◆ Provided passage
= = = = = = =
Trigger Warning: Quotations of language/imagery that is racially offensive
Down near the bottom of the front page of The Times Dispatch (Richmond, VA) of November 27 1911 there is a small headline: WILL BE HANGED TO-DAY / White Man Must Pay Penalty for Murder of Negroes. The focus of the short article that follows is not the nature of the crime but the historic nature of the punishment:
There was a follow-up article on the front page of the same newspaper the next day:
Indeed this was an historic occasion. A white man had not only be found guilty of murdering an African-American he had been given the most severe penalty possible for doing so. But there is something very wrong that it is his name that was recorded in these newspapers not the names of women he killed. That is why I have redacted the murderer\’s name from these articles.
This story was picked by the Associated Press and the article varied from paper to paper across the United States by headline and length. For example, the headline near the bottom of the second page of the November 30 1911 edition of the Hopkinsville Kentuckian was Unusual and the accompanying article was simply:
NAME REDACTED, a white man, was hanged at St. Mary\’s, Georgia, for the murder of a negro woman and her daughter.
In The Titusville Herald (Titusville, PA) the piece ran on page 8: WILL HANG TODAY
For the murder of a negro woman and her daughter near Kingsland; Ga., NAME REDACTED, a white man, will be hanged here tomorrow. This is believed to be the first time in the history [sic] that a white man has been executed for killing a negro.
If the name of the first white man in that area of the United States executed for killing an African-American was of historic interest surely the names of the two women he murdered — the first African-Americans in that area of the United States whose murders were treated with the same degree of severity as were murders of white women — deserved to be recorded.
Even The Appeal, an African-American newspaper, did not include the names of the two women when it picked up the Associated Press story. Which leads me to suspect that the story was sent out without their names. But the name of their murderer was not only put out on the wires, it was mentioned in major newspapers because his death marked an historic first. His name and his story have become part of the tourist industry of the town where he was hanged because he was also an historic last. He was the last man hanged at that jail. So his story is repeated and even dramatized for the tourist trade.
The name of the murderer was in all the newspapers I read. A little bit of digging turned up the name of the man who arrested him. I know the name of the (white) woman who had taught one of the murdered women to read and write. I know that that murdered woman was proud she was literate and proud of the hard work that she did to earn a living. I know that she made a habit of writing her name on the dollar bills she received when she was paid. I know that it was the possession of money with her name written on it that led to her murderer being caught. I know that family members of the white woman who taught her sat on the jury that heard the case. I know that the older woman was walking home with her daughter when she was attacked by a white man who intended (at the very least) to steal all her money. Perhaps she feared that even greater harm would be done to her daughter. I know that the older woman fought her attacker and I know that he murdered her and her daughter and then took the money from their corpses.
= = = = = = =
◆ Dataset extract
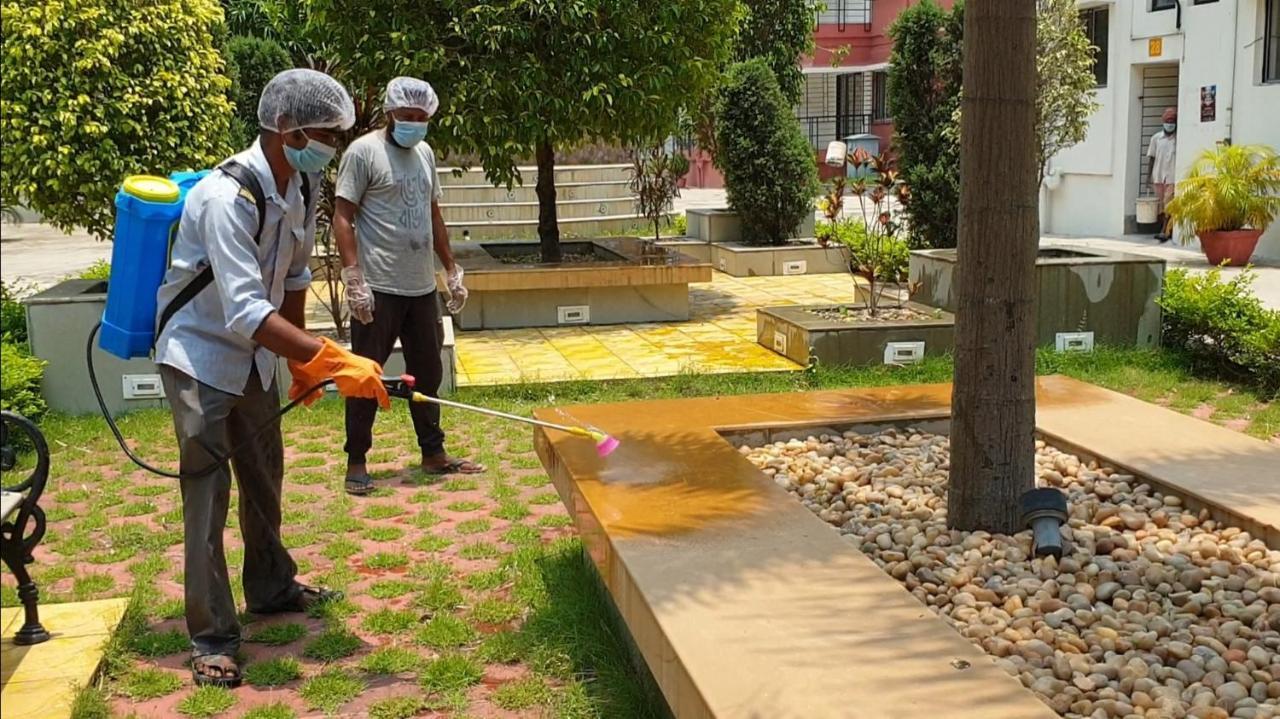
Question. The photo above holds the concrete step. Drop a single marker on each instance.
= = = = = = =
◆ What needs to be done
Reproduce, word for word, everything in the text on the 1911 Georgia hanging from "If the name" down to "to be recorded.".

◆ Finished exercise
If the name of the first white man in that area of the United States executed for killing an African-American was of historic interest surely the names of the two women he murdered — the first African-Americans in that area of the United States whose murders were treated with the same degree of severity as were murders of white women — deserved to be recorded.